**Problems to work on**
[1] According to the text on the year 1248, how many ships carried Louis IX's French expeditionary force from Aigues-Mortes and Marseilles?
[2] Print the text on the year 1248 from "Year 1248 (MCCXLVIII)" to "36 transport ships.".

**Text for analysis**

<<<<

Year 1248 (MCCXLVIII) was a leap year starting on Wednesday of the Julian calendar.

== Events ==

=== By place ===

==== Seventh Crusade ====
- August 12 - King Louis IX of France ("the Saint") leaves Paris together with his wife, Queen Margaret of Provence, and her sister Beatrice of Provence. Two of Louis' brothers, Charles of Anjou and Robert of Artois, are also present. He is followed by his cousins, Hugh IV of Burgundy and Peter Mauclerc, both are veterans of the Barons' Crusade.
- August 25 - Louis IX departs from Aigues-Mortes and Marseilles with a French expeditionary force (some 10,000 men) transported by 100 ships. An English detachment (some 5,000 men) under William Longespée the Younger, grandson of King Henry III, and his mistress Ida de Tosny follows close behind with 36 transport ships.
- September 17 - Louis IX arrives at Limassol on the island of Cyprus. He gathers his forces and is well received by King Henry I of Cyprus ("the Fat"). The Crusaders are supplemented by nobles from Acre, including Grand Masters Jean de Ronay and Guillaume de Sonnac. Louis prepares a plan of campaign, with Egypt as the prime objective.
- December - Louis IX receives an embassy during his stay in Cyprus from the Mongol general, Eljigidei, who is viceroy in Persia. They bring a letter from Guyuk Khan (who had died by the time his envoys reached Cyprus) with no demands of submission, but talking in terms about Mongol favouritism for Christianity, and a proposal of a joint invasion against the Ayyubid forces in Syria.
- December - Louis IX decides to spend the winter on Cyprus to make preparations against Egypt. Meanwhile, the nobles persuade him to start negotiations with Sultan As-Salih Ayyub to intervene in the internal Ayyubid affairs. But Louis rejects this offer and orders the Knights Templar to break off their negotiations with As-Salih.

==== Europe ====
- February 18 - Battle of Parma: Imperial forces (some 6,000 men) under Emperor Frederick II are defeated by the Lombard League at Parma. Much of Frederick's treasure is lost, while he is hunting in the Taro Valley.
- November 23 - Reconquista: Siege of Seville: Castilian forces under King Ferdinand III of Castile ("the Saint") recapture the city of Seville from the Almohads, after a 16-month siege. Prince Alfonso X of Castile takes the city of Alicante.
- November 24-25 - In the middle of the night a mass on the north side of Mont Granier suddenly collapses, in one of the largest historical rock slope failures.

>>>>

**Given entries**
<<<<

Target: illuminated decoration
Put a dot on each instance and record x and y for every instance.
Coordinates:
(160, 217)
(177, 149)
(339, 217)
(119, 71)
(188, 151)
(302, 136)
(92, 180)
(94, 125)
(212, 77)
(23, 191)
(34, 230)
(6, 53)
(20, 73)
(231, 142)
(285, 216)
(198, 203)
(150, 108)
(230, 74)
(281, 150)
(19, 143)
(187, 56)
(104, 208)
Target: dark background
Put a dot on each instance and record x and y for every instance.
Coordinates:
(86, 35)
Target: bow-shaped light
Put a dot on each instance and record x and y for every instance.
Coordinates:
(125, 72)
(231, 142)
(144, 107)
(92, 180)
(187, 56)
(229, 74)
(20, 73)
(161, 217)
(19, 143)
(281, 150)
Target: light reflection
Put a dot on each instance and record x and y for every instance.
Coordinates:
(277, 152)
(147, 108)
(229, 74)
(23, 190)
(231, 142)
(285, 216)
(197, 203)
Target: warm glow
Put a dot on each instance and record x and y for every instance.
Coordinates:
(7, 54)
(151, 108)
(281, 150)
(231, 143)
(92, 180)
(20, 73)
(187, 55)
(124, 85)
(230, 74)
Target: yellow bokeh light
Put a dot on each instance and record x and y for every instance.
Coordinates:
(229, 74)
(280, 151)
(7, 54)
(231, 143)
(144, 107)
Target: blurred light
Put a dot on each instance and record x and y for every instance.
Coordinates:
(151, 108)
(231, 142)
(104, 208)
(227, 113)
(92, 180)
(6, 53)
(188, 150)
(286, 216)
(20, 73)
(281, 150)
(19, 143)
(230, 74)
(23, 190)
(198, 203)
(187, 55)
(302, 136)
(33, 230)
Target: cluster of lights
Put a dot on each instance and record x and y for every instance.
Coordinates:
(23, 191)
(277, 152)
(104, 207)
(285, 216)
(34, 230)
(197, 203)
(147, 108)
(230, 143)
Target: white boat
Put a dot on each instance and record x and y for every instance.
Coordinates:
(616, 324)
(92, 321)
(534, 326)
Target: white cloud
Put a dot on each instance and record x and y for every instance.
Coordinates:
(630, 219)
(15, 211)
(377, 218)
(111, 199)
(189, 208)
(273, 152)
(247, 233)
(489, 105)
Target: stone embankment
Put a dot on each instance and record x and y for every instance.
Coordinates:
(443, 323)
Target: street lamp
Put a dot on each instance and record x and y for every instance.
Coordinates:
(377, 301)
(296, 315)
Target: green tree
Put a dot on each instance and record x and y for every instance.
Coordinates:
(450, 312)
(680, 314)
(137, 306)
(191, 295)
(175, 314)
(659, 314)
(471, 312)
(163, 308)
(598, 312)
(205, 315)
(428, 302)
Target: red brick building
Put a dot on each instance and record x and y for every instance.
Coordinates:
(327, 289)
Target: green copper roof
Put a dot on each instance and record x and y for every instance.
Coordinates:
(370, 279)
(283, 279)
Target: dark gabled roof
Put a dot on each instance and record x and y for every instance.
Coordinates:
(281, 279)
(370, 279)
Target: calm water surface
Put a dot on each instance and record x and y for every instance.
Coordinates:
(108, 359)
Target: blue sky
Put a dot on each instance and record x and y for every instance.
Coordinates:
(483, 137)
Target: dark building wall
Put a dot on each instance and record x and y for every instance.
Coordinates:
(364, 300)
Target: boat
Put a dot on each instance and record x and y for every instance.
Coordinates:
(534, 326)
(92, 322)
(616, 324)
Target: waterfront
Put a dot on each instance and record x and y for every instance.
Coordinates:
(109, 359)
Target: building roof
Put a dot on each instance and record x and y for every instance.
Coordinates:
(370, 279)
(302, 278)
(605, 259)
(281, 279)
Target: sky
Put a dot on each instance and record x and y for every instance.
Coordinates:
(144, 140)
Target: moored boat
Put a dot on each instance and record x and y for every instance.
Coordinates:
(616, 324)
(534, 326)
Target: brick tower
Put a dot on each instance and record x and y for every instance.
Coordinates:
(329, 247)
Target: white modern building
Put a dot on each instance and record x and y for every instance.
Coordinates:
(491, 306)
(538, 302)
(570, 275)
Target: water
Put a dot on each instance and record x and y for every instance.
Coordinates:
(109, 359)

>>>>

**Task-by-task outputs**
[1] 100 ships.

[2]
Year 1248 (MCCXLVIII) was a leap year starting on Wednesday of the Julian calendar.

== Events ==

=== By place ===

==== Seventh Crusade ====
- August 12 - King Louis IX of France ("the Saint") leaves Paris together with his wife, Queen Margaret of Provence, and her sister Beatrice of Provence. Two of Louis' brothers, Charles of Anjou and Robert of Artois, are also present. He is followed by his cousins, Hugh IV of Burgundy and Peter Mauclerc, both are veterans of the Barons' Crusade.
- August 25 - Louis IX departs from Aigues-Mortes and Marseilles with a French expeditionary force (some 10,000 men) transported by 100 ships. An English detachment (some 5,000 men) under William Longespée the Younger, grandson of King Henry III, and his mistress Ida de Tosny follows close behind with 36 transport ships.